— Description of the task —
An acceptable answer contains each line of the material, unchanged.

— Records for processing —
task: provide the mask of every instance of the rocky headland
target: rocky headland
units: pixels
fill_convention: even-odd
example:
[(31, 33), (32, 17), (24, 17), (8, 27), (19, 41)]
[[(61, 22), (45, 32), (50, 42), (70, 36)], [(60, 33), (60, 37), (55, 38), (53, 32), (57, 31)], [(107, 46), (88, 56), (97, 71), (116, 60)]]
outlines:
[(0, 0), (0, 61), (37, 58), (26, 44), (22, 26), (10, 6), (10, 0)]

— Expected output —
task: provide the mask of every instance of the rocky headland
target: rocky headland
units: pixels
fill_convention: even-odd
example:
[(31, 33), (32, 17), (24, 17), (8, 27), (19, 41)]
[[(61, 22), (45, 32), (50, 42), (70, 36)], [(60, 33), (60, 37), (55, 38), (53, 32), (57, 31)], [(107, 46), (88, 56), (97, 71), (116, 60)]]
outlines:
[(0, 0), (0, 61), (37, 58), (26, 44), (22, 26), (10, 6), (10, 0)]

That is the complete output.